## Task details
For the listing below, print exactly the lines from the line with "Query: area rug" to the line with "of the patterned", both included, and nothing beyond them.

## Dataset records
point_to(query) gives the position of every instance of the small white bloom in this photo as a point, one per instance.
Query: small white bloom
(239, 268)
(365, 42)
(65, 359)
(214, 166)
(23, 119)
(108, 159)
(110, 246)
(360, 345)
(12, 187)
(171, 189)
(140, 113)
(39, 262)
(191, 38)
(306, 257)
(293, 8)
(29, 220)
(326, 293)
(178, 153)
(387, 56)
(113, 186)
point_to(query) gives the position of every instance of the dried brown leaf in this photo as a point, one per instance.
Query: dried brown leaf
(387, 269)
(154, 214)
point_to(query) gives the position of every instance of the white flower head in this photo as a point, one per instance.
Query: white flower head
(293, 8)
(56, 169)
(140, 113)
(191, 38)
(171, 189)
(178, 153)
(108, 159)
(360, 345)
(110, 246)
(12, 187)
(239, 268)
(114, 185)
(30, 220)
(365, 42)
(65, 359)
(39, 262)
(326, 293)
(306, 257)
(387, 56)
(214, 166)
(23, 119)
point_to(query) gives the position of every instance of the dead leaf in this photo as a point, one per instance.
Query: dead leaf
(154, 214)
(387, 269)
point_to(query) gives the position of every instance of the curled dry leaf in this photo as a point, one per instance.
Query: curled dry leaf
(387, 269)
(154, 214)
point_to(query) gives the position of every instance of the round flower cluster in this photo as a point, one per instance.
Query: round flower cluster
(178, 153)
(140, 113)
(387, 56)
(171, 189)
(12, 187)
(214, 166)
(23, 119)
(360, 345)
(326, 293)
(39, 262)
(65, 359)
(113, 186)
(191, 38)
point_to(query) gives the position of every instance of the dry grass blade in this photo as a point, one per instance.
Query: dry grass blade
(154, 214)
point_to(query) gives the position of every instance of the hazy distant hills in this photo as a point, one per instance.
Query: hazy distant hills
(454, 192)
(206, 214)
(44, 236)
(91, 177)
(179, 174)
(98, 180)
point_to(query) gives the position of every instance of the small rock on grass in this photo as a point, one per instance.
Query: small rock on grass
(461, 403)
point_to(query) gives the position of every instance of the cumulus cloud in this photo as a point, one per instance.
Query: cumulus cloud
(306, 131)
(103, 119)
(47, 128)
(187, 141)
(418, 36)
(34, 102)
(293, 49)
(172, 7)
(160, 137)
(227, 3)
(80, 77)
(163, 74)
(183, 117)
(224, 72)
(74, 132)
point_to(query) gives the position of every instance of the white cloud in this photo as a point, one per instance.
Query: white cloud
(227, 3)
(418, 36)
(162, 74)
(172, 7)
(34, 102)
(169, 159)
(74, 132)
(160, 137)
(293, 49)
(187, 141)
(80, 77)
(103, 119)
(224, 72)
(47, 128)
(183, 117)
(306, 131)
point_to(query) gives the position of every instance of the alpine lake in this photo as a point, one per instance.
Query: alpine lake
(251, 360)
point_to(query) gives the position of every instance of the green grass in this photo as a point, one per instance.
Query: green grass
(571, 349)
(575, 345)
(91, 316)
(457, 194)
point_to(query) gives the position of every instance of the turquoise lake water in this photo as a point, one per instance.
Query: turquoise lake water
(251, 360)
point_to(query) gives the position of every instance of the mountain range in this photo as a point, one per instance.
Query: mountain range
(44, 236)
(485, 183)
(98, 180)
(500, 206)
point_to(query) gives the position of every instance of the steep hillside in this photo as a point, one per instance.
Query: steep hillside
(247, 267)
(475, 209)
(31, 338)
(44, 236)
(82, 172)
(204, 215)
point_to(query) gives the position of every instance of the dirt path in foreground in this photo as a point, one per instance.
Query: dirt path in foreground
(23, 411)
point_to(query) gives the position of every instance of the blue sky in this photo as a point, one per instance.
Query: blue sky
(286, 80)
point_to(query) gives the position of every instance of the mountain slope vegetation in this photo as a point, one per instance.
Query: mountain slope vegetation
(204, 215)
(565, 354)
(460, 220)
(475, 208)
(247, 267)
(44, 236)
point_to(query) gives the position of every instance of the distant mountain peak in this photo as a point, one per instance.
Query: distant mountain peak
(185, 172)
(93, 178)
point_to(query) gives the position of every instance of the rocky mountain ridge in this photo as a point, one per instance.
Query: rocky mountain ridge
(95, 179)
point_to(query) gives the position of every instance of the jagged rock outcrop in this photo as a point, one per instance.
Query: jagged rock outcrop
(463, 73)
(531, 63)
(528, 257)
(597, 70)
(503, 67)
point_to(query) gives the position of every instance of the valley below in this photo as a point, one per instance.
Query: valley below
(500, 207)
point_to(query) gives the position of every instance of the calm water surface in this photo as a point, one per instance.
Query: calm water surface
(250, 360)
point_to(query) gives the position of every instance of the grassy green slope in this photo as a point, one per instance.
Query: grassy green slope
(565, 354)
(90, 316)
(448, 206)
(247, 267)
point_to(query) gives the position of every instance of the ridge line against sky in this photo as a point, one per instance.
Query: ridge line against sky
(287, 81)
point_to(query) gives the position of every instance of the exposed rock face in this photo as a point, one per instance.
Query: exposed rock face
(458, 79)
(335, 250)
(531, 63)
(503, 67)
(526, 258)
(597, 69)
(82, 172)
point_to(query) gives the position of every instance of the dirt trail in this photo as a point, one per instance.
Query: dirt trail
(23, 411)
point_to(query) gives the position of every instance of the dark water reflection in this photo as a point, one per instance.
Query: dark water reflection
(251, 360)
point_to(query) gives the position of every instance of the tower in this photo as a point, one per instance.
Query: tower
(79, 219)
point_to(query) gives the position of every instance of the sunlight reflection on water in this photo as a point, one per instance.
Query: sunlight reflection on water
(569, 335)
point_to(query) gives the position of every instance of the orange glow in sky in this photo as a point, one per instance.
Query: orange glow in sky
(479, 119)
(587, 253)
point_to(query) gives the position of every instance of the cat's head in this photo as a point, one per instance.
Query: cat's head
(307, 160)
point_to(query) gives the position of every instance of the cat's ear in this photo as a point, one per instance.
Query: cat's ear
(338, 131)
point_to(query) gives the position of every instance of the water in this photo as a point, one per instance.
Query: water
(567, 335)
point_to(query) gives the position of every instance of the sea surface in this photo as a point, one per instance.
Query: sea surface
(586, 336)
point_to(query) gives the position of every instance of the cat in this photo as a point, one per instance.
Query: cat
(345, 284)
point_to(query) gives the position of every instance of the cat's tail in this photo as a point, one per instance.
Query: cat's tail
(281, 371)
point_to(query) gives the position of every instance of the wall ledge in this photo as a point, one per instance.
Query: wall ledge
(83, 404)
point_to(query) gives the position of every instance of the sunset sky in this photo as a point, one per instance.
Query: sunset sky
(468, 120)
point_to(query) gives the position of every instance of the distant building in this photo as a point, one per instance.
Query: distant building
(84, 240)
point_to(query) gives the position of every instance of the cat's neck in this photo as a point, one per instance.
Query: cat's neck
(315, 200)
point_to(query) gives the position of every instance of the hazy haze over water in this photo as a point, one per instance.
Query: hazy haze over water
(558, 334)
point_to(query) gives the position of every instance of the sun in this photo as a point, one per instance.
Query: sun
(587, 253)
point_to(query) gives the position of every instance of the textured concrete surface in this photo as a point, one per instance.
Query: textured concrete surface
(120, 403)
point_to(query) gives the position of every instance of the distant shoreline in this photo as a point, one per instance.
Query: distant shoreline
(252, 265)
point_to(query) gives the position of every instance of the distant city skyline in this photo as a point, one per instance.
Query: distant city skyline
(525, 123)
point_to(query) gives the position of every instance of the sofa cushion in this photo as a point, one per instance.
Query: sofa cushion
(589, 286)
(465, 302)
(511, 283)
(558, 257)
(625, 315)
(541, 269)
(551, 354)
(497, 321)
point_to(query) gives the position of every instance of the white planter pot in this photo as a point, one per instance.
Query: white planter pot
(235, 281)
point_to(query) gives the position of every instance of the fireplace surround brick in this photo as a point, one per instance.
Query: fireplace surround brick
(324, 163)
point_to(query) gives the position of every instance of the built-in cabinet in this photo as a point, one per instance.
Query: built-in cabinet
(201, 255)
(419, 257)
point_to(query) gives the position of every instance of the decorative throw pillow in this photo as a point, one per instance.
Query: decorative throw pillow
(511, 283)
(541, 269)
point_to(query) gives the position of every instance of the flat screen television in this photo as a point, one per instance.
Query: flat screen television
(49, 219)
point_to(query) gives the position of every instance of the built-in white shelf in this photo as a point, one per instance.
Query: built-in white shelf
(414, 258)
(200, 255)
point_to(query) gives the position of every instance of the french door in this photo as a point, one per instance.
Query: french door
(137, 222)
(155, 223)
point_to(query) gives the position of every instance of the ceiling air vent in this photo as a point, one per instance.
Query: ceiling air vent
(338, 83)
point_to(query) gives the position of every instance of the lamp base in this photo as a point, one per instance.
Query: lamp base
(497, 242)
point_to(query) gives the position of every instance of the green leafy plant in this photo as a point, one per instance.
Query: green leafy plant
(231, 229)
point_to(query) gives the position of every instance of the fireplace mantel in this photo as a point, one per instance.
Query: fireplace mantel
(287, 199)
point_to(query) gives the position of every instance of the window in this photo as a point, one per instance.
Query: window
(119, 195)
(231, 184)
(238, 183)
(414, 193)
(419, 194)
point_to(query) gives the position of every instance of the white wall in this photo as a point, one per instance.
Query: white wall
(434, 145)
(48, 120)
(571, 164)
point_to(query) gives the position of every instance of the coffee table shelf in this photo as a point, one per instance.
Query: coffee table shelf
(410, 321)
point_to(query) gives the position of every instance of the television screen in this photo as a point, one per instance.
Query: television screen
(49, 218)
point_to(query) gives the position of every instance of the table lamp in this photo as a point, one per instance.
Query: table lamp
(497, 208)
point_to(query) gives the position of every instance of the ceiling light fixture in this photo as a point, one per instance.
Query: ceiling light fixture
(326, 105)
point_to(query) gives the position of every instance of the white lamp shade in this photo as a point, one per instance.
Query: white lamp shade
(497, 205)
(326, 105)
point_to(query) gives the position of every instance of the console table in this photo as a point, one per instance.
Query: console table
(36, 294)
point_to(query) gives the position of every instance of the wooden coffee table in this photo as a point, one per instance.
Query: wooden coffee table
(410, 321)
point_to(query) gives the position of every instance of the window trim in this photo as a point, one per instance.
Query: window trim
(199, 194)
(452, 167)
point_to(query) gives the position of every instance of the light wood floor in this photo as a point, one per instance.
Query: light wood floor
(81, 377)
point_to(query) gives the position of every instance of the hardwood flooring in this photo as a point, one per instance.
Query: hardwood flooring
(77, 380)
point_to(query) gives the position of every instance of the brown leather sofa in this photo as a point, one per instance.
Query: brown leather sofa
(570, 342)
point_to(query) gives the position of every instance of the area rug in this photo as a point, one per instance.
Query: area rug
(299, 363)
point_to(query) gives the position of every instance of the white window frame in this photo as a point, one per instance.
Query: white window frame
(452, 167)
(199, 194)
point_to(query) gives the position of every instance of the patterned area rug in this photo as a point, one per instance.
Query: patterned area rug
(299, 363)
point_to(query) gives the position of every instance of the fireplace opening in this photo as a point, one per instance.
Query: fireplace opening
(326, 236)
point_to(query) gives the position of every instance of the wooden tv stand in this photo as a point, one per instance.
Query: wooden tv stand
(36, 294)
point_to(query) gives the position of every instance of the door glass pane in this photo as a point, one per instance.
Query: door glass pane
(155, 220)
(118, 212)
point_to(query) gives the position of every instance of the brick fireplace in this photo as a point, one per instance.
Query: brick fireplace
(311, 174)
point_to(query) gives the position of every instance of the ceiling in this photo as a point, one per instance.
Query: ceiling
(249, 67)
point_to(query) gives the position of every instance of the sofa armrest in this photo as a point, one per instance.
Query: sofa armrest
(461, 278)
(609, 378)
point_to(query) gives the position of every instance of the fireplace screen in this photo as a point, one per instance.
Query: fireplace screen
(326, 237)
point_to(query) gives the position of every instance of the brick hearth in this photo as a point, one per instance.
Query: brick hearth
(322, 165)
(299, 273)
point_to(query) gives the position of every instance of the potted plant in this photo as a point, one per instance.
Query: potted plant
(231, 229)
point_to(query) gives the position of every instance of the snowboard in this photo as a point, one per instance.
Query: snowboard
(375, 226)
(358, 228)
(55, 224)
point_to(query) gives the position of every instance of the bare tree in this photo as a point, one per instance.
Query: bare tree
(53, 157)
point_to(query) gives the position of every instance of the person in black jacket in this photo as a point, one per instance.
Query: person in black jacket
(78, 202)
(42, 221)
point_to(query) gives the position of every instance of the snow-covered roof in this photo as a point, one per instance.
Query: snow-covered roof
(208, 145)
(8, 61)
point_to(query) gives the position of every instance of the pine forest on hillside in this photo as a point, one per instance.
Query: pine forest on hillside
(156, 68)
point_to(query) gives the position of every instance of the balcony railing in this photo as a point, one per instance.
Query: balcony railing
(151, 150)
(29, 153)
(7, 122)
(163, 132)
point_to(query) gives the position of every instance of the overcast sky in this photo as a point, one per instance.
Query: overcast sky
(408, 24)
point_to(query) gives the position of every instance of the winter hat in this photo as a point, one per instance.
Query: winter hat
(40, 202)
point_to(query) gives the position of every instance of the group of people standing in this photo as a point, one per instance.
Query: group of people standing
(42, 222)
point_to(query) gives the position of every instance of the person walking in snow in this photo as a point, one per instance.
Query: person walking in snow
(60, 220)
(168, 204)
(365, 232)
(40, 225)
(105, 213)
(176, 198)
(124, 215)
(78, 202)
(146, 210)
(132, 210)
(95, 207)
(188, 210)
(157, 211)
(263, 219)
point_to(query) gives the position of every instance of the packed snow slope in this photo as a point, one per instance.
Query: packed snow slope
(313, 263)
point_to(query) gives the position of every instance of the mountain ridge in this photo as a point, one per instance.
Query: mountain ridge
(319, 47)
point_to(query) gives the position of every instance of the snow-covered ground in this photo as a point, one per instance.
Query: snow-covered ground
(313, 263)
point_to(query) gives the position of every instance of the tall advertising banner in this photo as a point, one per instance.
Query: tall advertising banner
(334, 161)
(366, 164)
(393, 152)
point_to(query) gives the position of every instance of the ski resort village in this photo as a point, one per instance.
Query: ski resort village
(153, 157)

## Answer section
Query: area rug
(299, 363)
point_to(query) gives the position of every instance of the white window frame in this photo as a point, one per instance.
Query: white window frame
(452, 167)
(199, 194)
point_to(query) gives the position of every instance of the patterned area rug in this photo as a point, one per instance.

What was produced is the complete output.